- Verilen metin -
----

Fotoğraf ve Sessizlik / Baudrillard



Fotoğrafın sessizliği. Sessizliğin ancak dayatılabildiği ama bunda da başarılı olunmadığı sinemadan, televizyondan, reklamdan farklı olarak, fotoğrafın en kıymetli niteliklerinden birisidir bu. Her türlü yorumu bir yana bırakan (ya da bırakması gereken!) görüntünün sessizliği. Ama, aynı zamanda gerçek dünyanın gürültülü bağlamından kopardığı nesnenin sessizliği. Fotoğrafı çevreleyen şiddet, hız, gürültü ne olursa olsun, fotoğraf, nesneyi hareketsizliğe ve sessizliğe teslim eder. Karmaşanın ortasında ıssızlığın eşdeğerlisini, görüngüsel hareketsizliği yeniden yaratır. Kentleri ve dünyayı sessizlik içinde bir baştan bir başa katetmenin tek yolu fotoğraftır.

Üzerine konuşulamayan konusunda susmak gerekir» -ne var ki onları imgelerle susturabiliriz.










Gürültü, söz, söylenti karşısında fotoğrafın sessizliğiyle direnmek - hareket, her tür akış ve ivmelenme karşısında fotoğrafin hareketsizliğiyle direnmek - zincirlerinden boşalmış iletişim ve bilgi karşı­sında fotoğrafın esrarıyla direnmek - anlamın ahlâki buyruğu karşı­sında anlam kazanmanın sessizliğiyle direnmek. Her şeyin ötesinde, imgelerin otomatik olarak sel gibi akması karşısında, hiç durmadan art arda dizilişleri karşısında direnmek.

----

- Sağlanan veri -
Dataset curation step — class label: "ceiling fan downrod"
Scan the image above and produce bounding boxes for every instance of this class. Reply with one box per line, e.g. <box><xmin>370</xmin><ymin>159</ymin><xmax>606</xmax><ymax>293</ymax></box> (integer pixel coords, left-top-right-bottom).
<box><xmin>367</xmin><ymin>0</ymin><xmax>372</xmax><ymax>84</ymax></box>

----

- Görev tanımı -
Yukarıdaki fotoğraf ve sessizlik üzerine metni baştan sona, hiçbir değişiklik yapmadan kopyala.

- Alıştırma çıktısı -
Fotoğraf ve Sessizlik / Baudrillard



Fotoğrafın sessizliği. Sessizliğin ancak dayatılabildiği ama bunda da başarılı olunmadığı sinemadan, televizyondan, reklamdan farklı olarak, fotoğrafın en kıymetli niteliklerinden birisidir bu. Her türlü yorumu bir yana bırakan (ya da bırakması gereken!) görüntünün sessizliği. Ama, aynı zamanda gerçek dünyanın gürültülü bağlamından kopardığı nesnenin sessizliği. Fotoğrafı çevreleyen şiddet, hız, gürültü ne olursa olsun, fotoğraf, nesneyi hareketsizliğe ve sessizliğe teslim eder. Karmaşanın ortasında ıssızlığın eşdeğerlisini, görüngüsel hareketsizliği yeniden yaratır. Kentleri ve dünyayı sessizlik içinde bir baştan bir başa katetmenin tek yolu fotoğraftır.

Üzerine konuşulamayan konusunda susmak gerekir» -ne var ki onları imgelerle susturabiliriz.










Gürültü, söz, söylenti karşısında fotoğrafın sessizliğiyle direnmek - hareket, her tür akış ve ivmelenme karşısında fotoğrafin hareketsizliğiyle direnmek - zincirlerinden boşalmış iletişim ve bilgi karşı­sında fotoğrafın esrarıyla direnmek - anlamın ahlâki buyruğu karşı­sında anlam kazanmanın sessizliğiyle direnmek. Her şeyin ötesinde, imgelerin otomatik olarak sel gibi akması karşısında, hiç durmadan art arda dizilişleri karşısında direnmek.